> _What you are asked to do_: Reproduce the listing below verbatim, beginning with the line that contains "obj: blue sky => coords" and continuing through the last line of the listing.

> _Data for processing_:
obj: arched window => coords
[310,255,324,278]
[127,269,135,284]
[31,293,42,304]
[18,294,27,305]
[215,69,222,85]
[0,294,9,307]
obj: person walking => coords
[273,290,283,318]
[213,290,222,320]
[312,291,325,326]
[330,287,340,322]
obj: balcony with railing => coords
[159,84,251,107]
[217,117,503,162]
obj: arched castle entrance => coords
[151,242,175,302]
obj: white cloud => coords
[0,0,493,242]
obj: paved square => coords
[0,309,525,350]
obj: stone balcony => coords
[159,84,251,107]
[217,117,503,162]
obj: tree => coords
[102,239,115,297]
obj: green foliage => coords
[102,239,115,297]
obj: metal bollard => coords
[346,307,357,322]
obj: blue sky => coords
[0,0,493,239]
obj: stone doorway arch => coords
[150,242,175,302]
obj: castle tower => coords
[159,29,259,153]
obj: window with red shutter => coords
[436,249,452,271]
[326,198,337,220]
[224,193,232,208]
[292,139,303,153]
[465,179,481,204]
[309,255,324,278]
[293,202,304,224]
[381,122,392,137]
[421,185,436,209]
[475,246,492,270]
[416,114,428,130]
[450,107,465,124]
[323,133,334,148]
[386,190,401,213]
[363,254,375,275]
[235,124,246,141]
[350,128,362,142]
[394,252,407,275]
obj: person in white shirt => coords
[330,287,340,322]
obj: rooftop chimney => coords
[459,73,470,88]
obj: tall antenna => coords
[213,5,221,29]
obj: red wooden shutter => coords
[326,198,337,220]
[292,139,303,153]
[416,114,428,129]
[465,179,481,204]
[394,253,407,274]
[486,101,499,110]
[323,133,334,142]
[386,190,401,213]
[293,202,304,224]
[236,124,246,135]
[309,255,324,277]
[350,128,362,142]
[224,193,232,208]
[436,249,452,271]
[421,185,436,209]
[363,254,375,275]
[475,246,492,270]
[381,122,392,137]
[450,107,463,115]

> _Full answer_:
obj: blue sky => coords
[0,0,493,239]
obj: stone doorway arch => coords
[150,242,175,302]
obj: castle tower => coords
[159,29,259,153]
obj: window with red shutter => coords
[436,249,452,271]
[326,198,337,220]
[224,193,232,208]
[292,139,303,153]
[465,179,481,204]
[309,255,324,278]
[293,202,304,224]
[381,122,392,137]
[421,185,436,209]
[475,246,492,270]
[416,114,428,130]
[450,107,465,124]
[323,133,334,148]
[386,190,401,213]
[363,254,375,275]
[235,124,246,141]
[350,128,362,142]
[394,252,407,275]
obj: person in white shirt => coords
[330,287,340,322]
obj: rooftop chimney => coords
[459,73,470,88]
obj: tall antenna => coords
[213,5,221,29]
obj: red wooden shutter => coords
[326,198,337,220]
[292,139,303,153]
[416,114,428,129]
[465,179,481,204]
[394,253,407,274]
[486,101,499,110]
[323,133,334,142]
[386,190,401,213]
[293,202,304,224]
[236,124,246,135]
[309,255,324,277]
[350,128,362,142]
[224,193,232,208]
[436,249,452,271]
[421,185,436,209]
[363,254,375,275]
[475,246,492,270]
[381,122,392,137]
[450,107,463,115]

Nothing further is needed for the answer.